» Provided passage
=====
Okay, now suppose I want to test if my new brain implant that I intend to attach with known acutely neurotoxic binding agent is safe for long term use. I then observe that the acutely neurotoxic binding agent causes acute brain damage like it said it would and thus my implant is unsafe for long term use. Do I get a free pass for that even though I killed an animal to learn something the manual already told me?

Okay, now suppose I want to test if implant A is safe for long term use. But when I go to do the surgery I insert implant B because I took the wrong implants out of the storehouse because I did not follow standard practice and go through my checklist as any competent doctor should. I then repeat this say 24 more times before realizing that I have inserted the wrong implants into around half of the test subjects. I then kill the animals when I realize my mistake because no useful data can be drawn due to my mistake. Do I get a free pass for “experiments” that even I acknowledge are worthless because I made a mistake because I ignored standard practice that has practices explicitly designed to cheaply and easily avoid the class of mistake I made?

Killing a pig for high-quality neuroscience research can be worth more than eating it. However, there are plenty of forms of “neuroscience research” that are objectively useless that confer less benefit than eating it or are even actively harmful and thus confer only harm. These forms of “neuroscience research” can still be unethical even if we, as a society, continue to eat meat.

3 comments

> Say I have a theory that the brain is an unnecessary organ. Can I go around removing pig brains in the name of “neuroscience research” and get a free pass?

Of course there are proposal review processes for research involving animals, that considers the potential benefits versus the harm done.

> However, there are plenty of forms of “neuroscience research” [involving animals] that are objectively useless

Says who?

You may disagree with the standards and decisions of review processes, but they are ubiquitous today.

> Do you believe that killing a pig for bad or sloppy neuroscience research that provides no useful data is worth it?

No, but Neuralink has proven results and proven useful applications. If you believe that they should publish more data or that there has been a specific misconduct then that is a different argument.

Great, so you agree that there exist classes of neuroscience research and experiments that are “worse” than eating animals, so the fact that animals are eaten in bulk does not give a free pass to all classes of “neuroscience research”?
=====
» Records shown

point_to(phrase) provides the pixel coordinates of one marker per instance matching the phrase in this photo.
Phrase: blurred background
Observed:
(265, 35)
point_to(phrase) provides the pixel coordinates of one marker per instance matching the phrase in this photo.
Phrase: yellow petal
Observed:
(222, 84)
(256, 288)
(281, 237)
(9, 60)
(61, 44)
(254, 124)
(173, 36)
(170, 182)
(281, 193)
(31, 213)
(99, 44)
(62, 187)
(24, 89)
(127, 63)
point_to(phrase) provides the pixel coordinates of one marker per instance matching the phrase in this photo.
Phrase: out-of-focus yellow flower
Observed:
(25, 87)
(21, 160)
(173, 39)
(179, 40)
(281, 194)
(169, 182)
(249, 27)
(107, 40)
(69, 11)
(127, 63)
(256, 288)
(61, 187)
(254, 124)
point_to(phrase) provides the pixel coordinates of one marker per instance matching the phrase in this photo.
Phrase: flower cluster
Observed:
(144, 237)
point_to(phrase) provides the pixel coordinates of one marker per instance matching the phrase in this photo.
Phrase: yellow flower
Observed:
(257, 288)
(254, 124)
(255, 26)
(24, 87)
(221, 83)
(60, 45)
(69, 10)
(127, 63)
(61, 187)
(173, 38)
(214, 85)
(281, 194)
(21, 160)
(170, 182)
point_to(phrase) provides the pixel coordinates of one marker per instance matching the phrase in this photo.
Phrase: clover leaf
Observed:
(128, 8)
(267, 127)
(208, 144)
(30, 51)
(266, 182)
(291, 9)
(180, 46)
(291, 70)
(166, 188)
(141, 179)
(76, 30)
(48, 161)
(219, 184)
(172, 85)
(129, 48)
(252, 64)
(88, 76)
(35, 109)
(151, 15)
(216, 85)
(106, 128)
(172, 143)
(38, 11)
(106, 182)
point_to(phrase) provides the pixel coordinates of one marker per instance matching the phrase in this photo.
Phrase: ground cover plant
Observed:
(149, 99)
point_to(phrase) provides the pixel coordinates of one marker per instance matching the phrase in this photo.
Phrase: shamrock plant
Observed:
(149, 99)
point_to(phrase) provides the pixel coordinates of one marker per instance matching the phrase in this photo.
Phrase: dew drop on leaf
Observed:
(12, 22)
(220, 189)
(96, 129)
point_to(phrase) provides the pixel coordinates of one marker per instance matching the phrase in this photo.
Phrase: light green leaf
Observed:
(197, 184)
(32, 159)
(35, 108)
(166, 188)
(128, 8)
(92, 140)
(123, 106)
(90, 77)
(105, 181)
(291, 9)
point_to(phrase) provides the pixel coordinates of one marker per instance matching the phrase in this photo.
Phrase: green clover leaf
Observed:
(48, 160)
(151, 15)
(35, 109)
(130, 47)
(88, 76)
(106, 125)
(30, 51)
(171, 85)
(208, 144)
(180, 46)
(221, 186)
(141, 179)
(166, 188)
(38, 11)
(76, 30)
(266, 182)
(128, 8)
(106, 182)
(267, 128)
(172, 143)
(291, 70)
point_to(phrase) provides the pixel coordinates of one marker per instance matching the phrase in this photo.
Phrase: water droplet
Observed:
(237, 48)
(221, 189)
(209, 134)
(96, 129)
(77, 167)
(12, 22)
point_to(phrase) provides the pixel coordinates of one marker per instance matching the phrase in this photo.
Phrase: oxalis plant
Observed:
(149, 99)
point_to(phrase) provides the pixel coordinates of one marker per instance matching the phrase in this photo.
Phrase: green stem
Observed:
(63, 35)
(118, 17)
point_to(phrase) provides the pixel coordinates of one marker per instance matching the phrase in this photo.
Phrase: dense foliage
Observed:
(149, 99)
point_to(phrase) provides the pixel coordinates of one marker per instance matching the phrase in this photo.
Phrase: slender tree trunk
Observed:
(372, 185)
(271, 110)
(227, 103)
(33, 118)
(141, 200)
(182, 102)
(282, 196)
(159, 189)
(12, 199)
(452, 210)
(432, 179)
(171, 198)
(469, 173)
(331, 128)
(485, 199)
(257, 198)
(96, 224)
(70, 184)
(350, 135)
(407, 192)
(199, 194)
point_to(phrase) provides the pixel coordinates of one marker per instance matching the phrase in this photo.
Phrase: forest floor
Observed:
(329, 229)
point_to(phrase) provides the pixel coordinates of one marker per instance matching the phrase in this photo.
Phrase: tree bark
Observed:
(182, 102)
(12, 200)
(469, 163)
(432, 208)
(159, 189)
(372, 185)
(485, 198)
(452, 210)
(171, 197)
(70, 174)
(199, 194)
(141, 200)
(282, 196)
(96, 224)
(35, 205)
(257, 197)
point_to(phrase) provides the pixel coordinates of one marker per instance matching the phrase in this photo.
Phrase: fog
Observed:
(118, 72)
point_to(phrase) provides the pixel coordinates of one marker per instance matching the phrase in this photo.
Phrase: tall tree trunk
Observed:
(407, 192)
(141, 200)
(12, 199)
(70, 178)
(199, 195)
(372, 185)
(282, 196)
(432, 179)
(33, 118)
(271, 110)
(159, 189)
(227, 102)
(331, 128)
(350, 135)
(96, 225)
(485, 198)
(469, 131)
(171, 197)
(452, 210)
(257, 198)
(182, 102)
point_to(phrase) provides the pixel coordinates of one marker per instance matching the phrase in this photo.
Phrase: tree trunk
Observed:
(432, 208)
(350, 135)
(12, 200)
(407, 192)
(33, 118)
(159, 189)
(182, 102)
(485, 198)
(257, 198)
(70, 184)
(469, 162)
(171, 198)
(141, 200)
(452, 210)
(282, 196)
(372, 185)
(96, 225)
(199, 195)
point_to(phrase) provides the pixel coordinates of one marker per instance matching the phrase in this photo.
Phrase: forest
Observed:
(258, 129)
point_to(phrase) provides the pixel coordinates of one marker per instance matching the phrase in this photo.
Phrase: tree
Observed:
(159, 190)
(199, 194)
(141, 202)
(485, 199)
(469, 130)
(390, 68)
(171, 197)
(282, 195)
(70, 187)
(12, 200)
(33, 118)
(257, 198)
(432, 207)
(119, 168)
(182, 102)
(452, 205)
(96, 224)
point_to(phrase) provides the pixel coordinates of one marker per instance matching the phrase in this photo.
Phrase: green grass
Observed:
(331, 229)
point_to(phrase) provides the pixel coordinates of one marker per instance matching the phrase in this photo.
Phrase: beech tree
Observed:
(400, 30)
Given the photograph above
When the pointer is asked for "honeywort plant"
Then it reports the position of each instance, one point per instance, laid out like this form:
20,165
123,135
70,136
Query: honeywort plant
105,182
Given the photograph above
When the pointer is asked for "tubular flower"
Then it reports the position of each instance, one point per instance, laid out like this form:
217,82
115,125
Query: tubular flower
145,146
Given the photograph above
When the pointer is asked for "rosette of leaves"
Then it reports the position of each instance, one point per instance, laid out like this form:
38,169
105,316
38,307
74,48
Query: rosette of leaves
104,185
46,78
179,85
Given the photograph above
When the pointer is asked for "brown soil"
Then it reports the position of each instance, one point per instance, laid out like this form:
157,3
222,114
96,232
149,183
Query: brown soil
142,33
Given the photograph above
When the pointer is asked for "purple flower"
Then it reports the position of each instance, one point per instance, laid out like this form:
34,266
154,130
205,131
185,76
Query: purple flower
=====
» About this task
Pick up the discussion above on killing animals for neuroscience research and continue it from its final sentence.

» Written response
We actually need to evaluate the “neuroscience research” and processes to determine if it constitutes one of these classes?

If no, please explain how my first example is clearly morally superior to eating an animal.

If yes, then please answer the other two concrete hypotheticals I proposed and evaluate their practical and moral content.

I contend that such practices would be unethical and practically worthless, with the benefits being either practically zero or actively negative from engaging in such research practices. So, eating an animal would be morally superior to such bad research practices. Such practices would, furthermore, be strongly dominated by well-known, standard practices which are more ethical, practically useful, and cheaper; thus harm minimization and utility maximization both support the use of standard, known practices in preference.

I also contend that such deviation from standard practices would only be morally justified if you were intentionally attempting to evaluate the standard practices themselves, but that would require both a specific nuanced argument and would preclude such experiments from testing new innovations to avoid disqualifying confounding variables. As such, the proposed hypotheticals do not fit this criteria as they are attempts to “research” some other non-process factor. So you can only argue this point if you wish to argue that intentionally confounding process and research variables is good science.

Neuralink is being proven and it's on its way to market. There are so many people out there who will benefit from the technology.

Animal testing has existed for centuries and will continue to do so until we can fully sinulate a human being.